Christian Pulisic insight: Scouting report, stats, transfer rating and more

By Oliver Fisher -

Christian Pulisic became AC Milan’s fourth signing of the summer earlier this week, joining from Chelsea on a four-year contract.

The USA international spent four seasons at Stamford Bridge having had four years at Borussia Dortmund before that, so he has made the decision to try a new adventure in a new league.

He joins Milan with winners medals for the Champions League, the UEFA Super Cup and the FIFA Club World Cup plus the ability to play virtually anywhere across the forward line.

During his press conference on Thursday night, Pulisic spoke at length about his decision to join the club, the targets he has set and the position he prefers.

Back story

Has a rather interesting background compared to a lot of players given his origins in Hershey, Pennsylvania. He played in the academy of Brackley Town in England in 2005-06, before returning to his home country to play for Michigan Rush and PA Classics.

Pulisic began his professional career at German club Borussia Dortmund, where he raced through the system having played just 15 games before being promoted to the first team at the age of 17.

He became the youngest foreign player to score in the Bundesliga and it was in the 2017-18 season that he really broke through. His lively style of play and his eye for goal began to draw the eye of admirers in Europe.

How £58m Chelsea transfer Christian Pulisic was discovered in England aged just seven | London Evening Standard | Evening Standard

In his four seasons with BVB, he scored 2 goals in 9 Bundesliga games in 2015-16, 3 goals and 6 assists in 29 games the following season, 4 goals and 5 assists in 32 games in 2017-18 and 4 goals and 4 assists in his final campaign.

In January 2019, Pulisic moved to Chelsea in a transfer worth over €60m, making him the most expensive North American player of all time.

He became the youngest Chelsea player to score a hat-trick at the age of 21 and it was a perfect hat-trick too (right foot, left foot and a header).

He won the 2020–21 UEFA Champions League, the 2021 UEFA Super Cup and 2021 FIFA Club World Cup with the Blues, but his playing time decreased over time and the injury breaks increased.

At international level, Pulisic played for the United States at U15 and U17 level and he made his senior debut at age 17. He was named best young player of the tournament at the Gold Cup in 2019, by which point he was the captain.

Since then, he has been labelled as the face of American ‘soccer’ and has even earned the nickname ‘Captain America’, something he is not a big admirer off.

Playing style

It is to be noted that Pulisic has played under three different managers at Chelsea and therefore his playing style varied under the different coaches. His best season came under Frank Lampard when Lampard preferred a 3-4-2-1 which sometimes worked as a 3-5-2.

Lampard preferred a 3-4-2-1 formation where he preferred his team to keep their off the ball structure and break on counter using their speed.

Usually Pulisic would function alongside Giroud played as the furthest two men upfield trying to break and exploit the space left by the full-backs.

Records provided >>
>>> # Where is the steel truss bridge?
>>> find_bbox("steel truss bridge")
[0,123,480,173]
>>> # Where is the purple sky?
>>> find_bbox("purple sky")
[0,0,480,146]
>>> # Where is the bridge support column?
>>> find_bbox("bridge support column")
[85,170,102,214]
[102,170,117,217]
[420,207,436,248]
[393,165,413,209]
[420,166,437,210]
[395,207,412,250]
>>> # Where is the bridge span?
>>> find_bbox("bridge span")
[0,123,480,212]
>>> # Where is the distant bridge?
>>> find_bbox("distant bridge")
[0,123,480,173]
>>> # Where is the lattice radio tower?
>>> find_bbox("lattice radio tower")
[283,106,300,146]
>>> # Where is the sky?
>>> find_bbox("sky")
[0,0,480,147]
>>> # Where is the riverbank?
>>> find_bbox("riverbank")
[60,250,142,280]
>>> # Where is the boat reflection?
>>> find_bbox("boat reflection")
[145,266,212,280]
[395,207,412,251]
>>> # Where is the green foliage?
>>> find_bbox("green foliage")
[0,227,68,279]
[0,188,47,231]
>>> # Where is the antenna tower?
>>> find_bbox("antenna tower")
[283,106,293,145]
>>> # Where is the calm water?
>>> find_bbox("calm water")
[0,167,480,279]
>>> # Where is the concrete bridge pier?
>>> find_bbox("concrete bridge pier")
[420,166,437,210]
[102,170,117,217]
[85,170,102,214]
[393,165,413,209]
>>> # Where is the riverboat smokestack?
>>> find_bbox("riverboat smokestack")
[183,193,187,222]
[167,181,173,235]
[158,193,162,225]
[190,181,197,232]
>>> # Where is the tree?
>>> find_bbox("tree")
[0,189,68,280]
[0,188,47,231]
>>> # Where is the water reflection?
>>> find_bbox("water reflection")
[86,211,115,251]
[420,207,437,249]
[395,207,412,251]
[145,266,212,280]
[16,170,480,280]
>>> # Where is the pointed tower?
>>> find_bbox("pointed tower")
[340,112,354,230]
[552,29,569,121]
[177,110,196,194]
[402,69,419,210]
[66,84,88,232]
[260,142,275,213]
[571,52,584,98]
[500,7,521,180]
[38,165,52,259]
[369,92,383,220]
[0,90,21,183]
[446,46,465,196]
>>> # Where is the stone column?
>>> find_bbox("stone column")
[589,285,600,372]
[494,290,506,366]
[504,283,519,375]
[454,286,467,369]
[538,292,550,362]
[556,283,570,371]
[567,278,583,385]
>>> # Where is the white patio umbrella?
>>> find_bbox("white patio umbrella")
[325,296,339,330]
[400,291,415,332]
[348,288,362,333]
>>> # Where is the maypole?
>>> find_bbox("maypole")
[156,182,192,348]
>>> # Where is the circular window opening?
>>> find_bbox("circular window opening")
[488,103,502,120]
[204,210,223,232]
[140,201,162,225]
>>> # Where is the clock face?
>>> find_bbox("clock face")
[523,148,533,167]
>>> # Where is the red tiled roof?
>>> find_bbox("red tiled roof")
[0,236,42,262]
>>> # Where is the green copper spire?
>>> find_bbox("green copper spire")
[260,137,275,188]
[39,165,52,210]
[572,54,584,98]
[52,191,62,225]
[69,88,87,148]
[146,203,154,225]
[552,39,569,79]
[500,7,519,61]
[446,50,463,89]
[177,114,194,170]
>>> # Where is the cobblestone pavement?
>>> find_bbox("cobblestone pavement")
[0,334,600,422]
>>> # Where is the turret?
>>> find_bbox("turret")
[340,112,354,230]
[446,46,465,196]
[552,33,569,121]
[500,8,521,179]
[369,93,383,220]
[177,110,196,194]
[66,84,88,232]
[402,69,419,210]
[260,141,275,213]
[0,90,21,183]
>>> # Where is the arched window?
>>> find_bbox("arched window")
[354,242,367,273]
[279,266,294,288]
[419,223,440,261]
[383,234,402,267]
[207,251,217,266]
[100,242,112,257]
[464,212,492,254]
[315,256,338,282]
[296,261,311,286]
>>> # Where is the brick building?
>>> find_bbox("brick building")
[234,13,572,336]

Short problem >> Continue the Pulisic scouting report from the point where it stops.

Exercise result >>
Blessed with incredible close control and acceleration, Pulisic is extremely hard to knock off the ball and this meant he would often get fouled a lot.

Even though he wasn’t a great visionary passer, Pulisic would often create one-two passing combinations with Giroud for rapid ball progression.

His skill set is a potent weapon for teams that play during transition. During Lampard’s tenure, Pulisic played more inside than the wide areas sometime facing the areas between the half space and the touchline always looking to dribble inside rather than a cross.

Under Potter, he played as a left winger in a 4-3-3 formation. Often staying wide, he dragged the full back towards the wide areas to make space for Mason Mount who played as the mezzala in the midfield three.

In a more traditional winger role, Pulisic would hug the touchline and try to cross. the ball but his initial instinct is to always scan the environment and dribble the ball with progression.

In this game Nottingham Forest have settled into a mid-block, therefore Pulisic comes out of his position to receive the ball and spread the play.

Although he wasn’t a great passer/crosser with time he has inculcated this into his skillset making very accurate crosses.

Pulisic has always been very aware of his surroundings. He did not try to dribble past players all the time, and if the option was not there he would look to make a safe pass and keep possession instead of risking a turnover.

When playing for Lampard’s Chelsea, Pulisic was mostly expected to keep shape and as the first line of defence, so as not give space between the line and to cover passing lanes.

However, under Potter who played a more expansive style of play, Pulisic had to cover for Cucurella/Chillwell whenever they would join the attack and then become vulnerable to counters. Pulisic would track back and help out in defence as well.


Technical ability: First touch and close control. For any player that players in the forward areas, it is imperative that they have these two qualities because they have to move quickly before defenders close down the space.

Acceleration: In terms of top speed, Pulisic may not be the quickest, but to reach his top speed it dosent take long and his ability to turn defenders and accelerate leaving space between him and the defender is extremely hard to defend especially in terms of transitions.

Ability to receive in tight areas (press resistance): With his excellent first touch, Pulisic is resistant to being pressed as he cannot be dispossessed easily.

Isolation: Pioli in his recent press conference spoke of how he needed wingers to be good in 1v1 ability. With acceleration and good touch, Pulisic can beat his man and take defenders out of the game.

Areas to improve

Injury prone: It’s not a secret. Christian Pulisic’s injuries are extremely demoralising. He has missed as many as 14 games last season and with an extremely competitive squad at Chelsea he has seen game time come and go.

Aerial ability: Standing at 5ft 10, Pulisic isn’t the most aerially dominant player and not a very big asset for set pieces. Although he has a good leap he rarely participates in serial duels.

Statistical comparison

To get a better evaluation of Pulisic’s number we take a dive into his 19/20 season with Frank Lampard. A season where he had nine goals and fiur assists in the season.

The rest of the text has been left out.